### Problem requirements
The task here is to set down every line of the listing exactly.

### Dataset records
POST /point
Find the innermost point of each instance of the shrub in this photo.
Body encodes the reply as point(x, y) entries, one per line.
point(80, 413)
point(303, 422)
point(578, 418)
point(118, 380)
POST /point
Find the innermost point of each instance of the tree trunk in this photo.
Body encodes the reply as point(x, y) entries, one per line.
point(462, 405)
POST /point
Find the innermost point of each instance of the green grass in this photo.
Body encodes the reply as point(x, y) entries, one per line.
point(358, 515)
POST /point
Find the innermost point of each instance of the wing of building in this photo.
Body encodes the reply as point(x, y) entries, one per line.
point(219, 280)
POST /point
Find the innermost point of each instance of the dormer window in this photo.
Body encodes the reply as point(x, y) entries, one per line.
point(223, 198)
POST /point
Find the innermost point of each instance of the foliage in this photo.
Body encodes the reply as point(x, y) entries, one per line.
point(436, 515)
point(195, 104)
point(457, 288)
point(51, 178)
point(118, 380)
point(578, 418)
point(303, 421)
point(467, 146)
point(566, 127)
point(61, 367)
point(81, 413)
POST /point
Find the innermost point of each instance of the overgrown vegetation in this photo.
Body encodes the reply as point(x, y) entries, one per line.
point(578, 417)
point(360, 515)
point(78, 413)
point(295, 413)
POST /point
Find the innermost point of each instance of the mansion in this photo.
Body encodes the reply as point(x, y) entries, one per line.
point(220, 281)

### Reply to the task
POST /point
Find the innermost point of each instance of the shrub in this photo.
Body encodes the reply as point(x, y) entries, one per line.
point(80, 413)
point(303, 422)
point(578, 418)
point(118, 380)
POST /point
Find the innermost point of each instance of the tree trunk in this photo.
Body encodes the reply as point(x, y) entries, one per line.
point(462, 405)
POST /point
Find the innermost point of each instance of the green grass in this photo.
Body encodes the reply as point(x, y) entries, one per line.
point(358, 515)
POST /point
Find the innermost point of each instance of the wing of building in this photo.
Body encodes the reply as point(x, y) entries, one per line.
point(219, 280)
POST /point
Find the innermost point of each instance of the dormer window in this photo.
Body encodes the reply as point(x, y) entries, one per line.
point(223, 198)
POST /point
Find the innermost point of each instance of the foliage in this photo.
Body encodes the reply as point(x, y) entries, one per line.
point(436, 515)
point(195, 104)
point(457, 288)
point(51, 178)
point(118, 380)
point(578, 418)
point(303, 421)
point(467, 146)
point(566, 127)
point(61, 367)
point(81, 413)
POST /point
Find the innermost point of each instance of the overgrown vegetation in this photo.
Body encodes the reply as point(x, y) entries, one per line.
point(578, 417)
point(360, 515)
point(78, 413)
point(295, 413)
POST /point
Find the innermost point of each instance of the mansion in this photo.
Body encodes the reply as point(x, y) entries, one per line.
point(220, 281)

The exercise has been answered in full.